Required action: All of the data must be output without alteration.

Dataset entries:

※ ※ ※

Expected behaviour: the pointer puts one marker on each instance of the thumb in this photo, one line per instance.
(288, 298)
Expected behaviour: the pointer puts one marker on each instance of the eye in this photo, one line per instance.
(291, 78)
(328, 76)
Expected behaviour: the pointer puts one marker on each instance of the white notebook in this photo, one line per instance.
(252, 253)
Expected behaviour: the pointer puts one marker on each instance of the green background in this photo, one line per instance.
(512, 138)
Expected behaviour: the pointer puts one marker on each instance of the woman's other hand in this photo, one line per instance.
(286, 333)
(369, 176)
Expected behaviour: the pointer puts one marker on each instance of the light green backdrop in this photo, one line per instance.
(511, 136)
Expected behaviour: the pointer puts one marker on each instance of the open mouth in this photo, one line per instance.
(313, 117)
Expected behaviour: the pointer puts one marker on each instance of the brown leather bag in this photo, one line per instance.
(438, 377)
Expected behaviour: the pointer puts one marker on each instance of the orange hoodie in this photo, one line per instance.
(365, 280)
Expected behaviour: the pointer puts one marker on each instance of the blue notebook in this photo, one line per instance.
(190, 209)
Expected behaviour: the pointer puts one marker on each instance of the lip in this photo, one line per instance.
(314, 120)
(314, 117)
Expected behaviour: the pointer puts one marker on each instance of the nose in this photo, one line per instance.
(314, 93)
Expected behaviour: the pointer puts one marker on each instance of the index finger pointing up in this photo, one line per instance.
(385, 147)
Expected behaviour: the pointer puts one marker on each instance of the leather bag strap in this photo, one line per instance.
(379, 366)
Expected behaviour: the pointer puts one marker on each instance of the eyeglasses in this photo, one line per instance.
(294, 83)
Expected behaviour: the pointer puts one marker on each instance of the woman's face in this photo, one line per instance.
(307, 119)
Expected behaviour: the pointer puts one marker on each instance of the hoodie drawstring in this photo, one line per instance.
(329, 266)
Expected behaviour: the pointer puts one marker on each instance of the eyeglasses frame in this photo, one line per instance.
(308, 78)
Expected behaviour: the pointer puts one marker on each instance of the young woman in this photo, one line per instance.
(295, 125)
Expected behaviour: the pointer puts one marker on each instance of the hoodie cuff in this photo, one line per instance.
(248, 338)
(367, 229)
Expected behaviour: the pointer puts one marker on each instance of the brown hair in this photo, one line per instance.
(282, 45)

※ ※ ※

Your response:
Expected behaviour: the pointer puts one marker on each instance of the thumb in this photo, one line per instance.
(288, 298)
Expected behaviour: the pointer puts one marker on each instance of the eye in this photo, one line per instance.
(291, 78)
(328, 76)
Expected behaviour: the pointer puts one marker on each instance of the white notebook in this photo, one line per instance.
(252, 253)
Expected behaviour: the pointer puts one marker on each instance of the green background in this photo, one line per instance.
(512, 138)
Expected behaviour: the pointer puts one marker on each instance of the woman's other hand in this photo, one line per instance.
(286, 333)
(369, 176)
Expected behaviour: the pointer puts one marker on each instance of the light green backdrop in this photo, one line per instance.
(511, 136)
Expected behaviour: the pointer puts one marker on each instance of the open mouth in this photo, one line per instance.
(313, 117)
Expected behaviour: the pointer puts one marker on each instance of the brown leather bag in this photo, one line per instance.
(438, 377)
Expected behaviour: the pointer puts one marker on each instance of the orange hoodie in this photo, one line per instance.
(365, 280)
Expected behaviour: the pointer puts one marker on each instance of the blue notebook in this photo, one line per instance.
(190, 209)
Expected behaviour: the pointer puts one marker on each instance of the lip in this photo, one line per instance.
(314, 120)
(314, 117)
Expected behaviour: the pointer puts one marker on each instance of the nose in this photo, one line per instance.
(314, 93)
Expected behaviour: the pointer puts one marker on each instance of the index finger pointing up in this photo, one line per instance.
(385, 147)
Expected behaviour: the pointer puts one marker on each instance of the leather bag strap in this photo, one line per instance.
(379, 366)
Expected behaviour: the pointer puts one marker on each instance of the eyeglasses in this photo, one line per instance.
(294, 83)
Expected behaviour: the pointer puts one marker on each instance of the woman's face in this photo, one line per instance.
(307, 119)
Expected behaviour: the pointer puts one marker on each instance of the hoodie drawstring in this photo, one line per instance.
(329, 266)
Expected behaviour: the pointer puts one marker on each instance of the eyeglasses frame in this photo, one line per instance.
(308, 78)
Expected behaviour: the pointer puts one marker on each instance of the young woman in this photo, one line per instance.
(295, 125)
Expected behaviour: the pointer puts one marker on each instance of the hoodie cuff in this photo, one line per instance.
(248, 338)
(367, 229)
Expected behaviour: the pointer puts one marker on each instance of the brown hair in this photo, one line per instance.
(282, 45)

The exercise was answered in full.